▶ _To do_:
a) According to the passage on plasmid construction, which two restriction enzymes were used to insert the respective cDNAs?
b) Carry on the passage on plasmid construction, starting after its last sentence.

▶ _Quoted passage_:
══════════

To generate plasmids for the expression of Toxofilin-fused TFEBopt, ASPAopt and GALCopt, we replaced the MEP2opt in the Toxofilin-MECP2opt plasmid with the respective cDNA using restriction-ligation with EcoRV and PacI which were added to the sequence during DNA synthesis.
To generate plasmids for the expression of GRA16-fused genes, GRA16 and its promoter were amplified from RH T. gondii genomic DNA (primers were designed based on (Bougdour et al., 2013)). These GRA16 PCR products were used to replace the Toxofilin promoter and coding sequence in the Toxofilin-ASPA plasmid, with the GRA16 promoter and coding sequence, to produce the GRA16-ASPA plasmid (by NEBuilder assembly).
To generate plasmids for the expression of GRA16-fused MECP2opt, SMN1, GALC, GALC-TAT, TFEBopt, GALCopt and ASPAopt, we replaced the ASPA with the respective cDNA using restriction-ligation with EcoRV+PacI.

══════════

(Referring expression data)
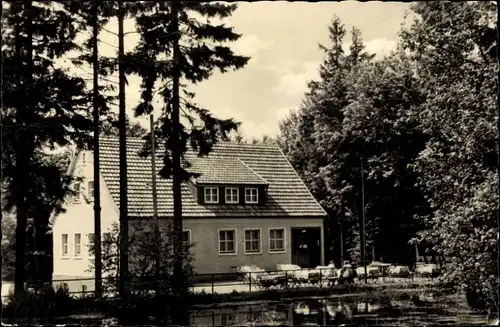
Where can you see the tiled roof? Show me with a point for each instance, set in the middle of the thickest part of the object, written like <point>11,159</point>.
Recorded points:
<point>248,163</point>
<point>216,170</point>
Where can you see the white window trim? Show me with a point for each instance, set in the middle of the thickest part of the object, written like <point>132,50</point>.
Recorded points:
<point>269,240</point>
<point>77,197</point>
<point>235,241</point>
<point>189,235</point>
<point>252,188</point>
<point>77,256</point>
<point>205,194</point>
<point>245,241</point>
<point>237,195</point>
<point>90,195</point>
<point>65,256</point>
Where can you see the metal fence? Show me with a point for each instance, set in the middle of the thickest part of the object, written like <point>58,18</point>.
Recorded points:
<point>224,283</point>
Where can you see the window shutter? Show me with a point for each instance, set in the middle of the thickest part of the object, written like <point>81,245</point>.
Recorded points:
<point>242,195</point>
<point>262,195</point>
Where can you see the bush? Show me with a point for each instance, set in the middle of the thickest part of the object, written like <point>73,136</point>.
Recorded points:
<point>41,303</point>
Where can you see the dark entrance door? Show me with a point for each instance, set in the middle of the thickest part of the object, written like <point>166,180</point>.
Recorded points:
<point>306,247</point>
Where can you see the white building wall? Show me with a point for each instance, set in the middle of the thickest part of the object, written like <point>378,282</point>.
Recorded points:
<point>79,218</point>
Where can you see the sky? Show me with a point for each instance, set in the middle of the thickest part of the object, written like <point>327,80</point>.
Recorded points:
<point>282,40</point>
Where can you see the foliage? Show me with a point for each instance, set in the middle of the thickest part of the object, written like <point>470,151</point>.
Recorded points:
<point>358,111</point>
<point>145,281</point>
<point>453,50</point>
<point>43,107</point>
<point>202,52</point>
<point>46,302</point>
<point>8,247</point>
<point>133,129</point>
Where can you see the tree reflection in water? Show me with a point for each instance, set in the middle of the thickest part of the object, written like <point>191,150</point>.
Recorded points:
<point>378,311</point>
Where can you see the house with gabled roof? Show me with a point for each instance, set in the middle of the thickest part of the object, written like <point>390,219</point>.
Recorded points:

══════════

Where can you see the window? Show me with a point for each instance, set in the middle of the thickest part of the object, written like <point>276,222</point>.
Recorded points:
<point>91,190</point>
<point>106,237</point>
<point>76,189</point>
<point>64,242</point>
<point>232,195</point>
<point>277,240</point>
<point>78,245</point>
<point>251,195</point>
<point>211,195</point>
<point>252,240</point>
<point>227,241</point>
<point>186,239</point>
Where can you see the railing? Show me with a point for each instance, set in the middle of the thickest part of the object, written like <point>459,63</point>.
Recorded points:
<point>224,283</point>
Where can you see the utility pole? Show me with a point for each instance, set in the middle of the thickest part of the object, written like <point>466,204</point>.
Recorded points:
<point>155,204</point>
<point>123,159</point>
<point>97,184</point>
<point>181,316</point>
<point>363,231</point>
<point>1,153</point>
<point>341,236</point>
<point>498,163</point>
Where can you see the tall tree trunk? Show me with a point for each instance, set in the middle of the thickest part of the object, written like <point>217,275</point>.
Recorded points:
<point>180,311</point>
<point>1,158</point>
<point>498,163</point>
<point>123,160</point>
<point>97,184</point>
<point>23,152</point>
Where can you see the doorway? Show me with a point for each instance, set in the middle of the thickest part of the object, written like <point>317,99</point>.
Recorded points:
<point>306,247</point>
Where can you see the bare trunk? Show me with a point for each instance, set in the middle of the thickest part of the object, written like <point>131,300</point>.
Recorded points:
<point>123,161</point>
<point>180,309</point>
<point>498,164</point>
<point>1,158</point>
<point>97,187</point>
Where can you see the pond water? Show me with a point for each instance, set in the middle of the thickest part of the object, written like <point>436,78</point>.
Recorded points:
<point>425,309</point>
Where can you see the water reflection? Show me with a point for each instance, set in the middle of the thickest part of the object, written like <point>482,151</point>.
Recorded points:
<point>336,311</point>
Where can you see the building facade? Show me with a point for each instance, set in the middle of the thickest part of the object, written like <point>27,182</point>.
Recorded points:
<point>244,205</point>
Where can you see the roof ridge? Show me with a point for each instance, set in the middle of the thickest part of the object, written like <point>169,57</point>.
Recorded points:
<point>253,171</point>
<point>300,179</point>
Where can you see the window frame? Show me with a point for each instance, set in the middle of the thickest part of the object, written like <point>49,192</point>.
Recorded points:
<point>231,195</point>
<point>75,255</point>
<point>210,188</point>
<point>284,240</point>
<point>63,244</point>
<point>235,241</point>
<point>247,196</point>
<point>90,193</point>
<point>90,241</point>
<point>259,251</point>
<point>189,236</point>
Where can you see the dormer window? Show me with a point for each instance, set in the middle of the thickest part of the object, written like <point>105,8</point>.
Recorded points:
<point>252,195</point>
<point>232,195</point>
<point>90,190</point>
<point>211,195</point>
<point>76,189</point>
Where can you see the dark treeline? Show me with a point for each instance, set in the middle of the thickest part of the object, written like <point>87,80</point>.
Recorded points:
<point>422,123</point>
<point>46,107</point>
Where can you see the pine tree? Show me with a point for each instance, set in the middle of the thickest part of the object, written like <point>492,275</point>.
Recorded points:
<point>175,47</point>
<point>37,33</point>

══════════

▶ _Results for each task_:
a) EcoRV and PacI.

b)
GRA16 truncate vectors (HA-fused and HA-MECP2-fused) were generate from the GRA16-HA and GRA16-MECP2opt vectors using the ‘round-the-horn’ method.
Antibodies
Antibodies and the respective concentrations they were used in, are as follows: anti-HA (Sigma-Aldrich ROAHAHA/Roche clone 3F10, 1:1000), anti-IMC1 (gift from Prof. Dominique Soldati-Favre, 1:2000), anti-MeCP2 (Cell Signaling #3456, 1:200), anti-NeuN (Abcam ab104224, 1:500), Alexa Fluor Goat anti-Rat 488 and 594 (Invitrogen #A-11006 and #A-11007, 1:1000), Alexa Fluor Goat anti-Rabbit 488 and 594 (Invitrogen #A-11008, #A-11012, 1:1000), Alexa Fluor anti-mouse 488 and 594 (Invitrogen #A-11001 and #A-11005, 1:1000).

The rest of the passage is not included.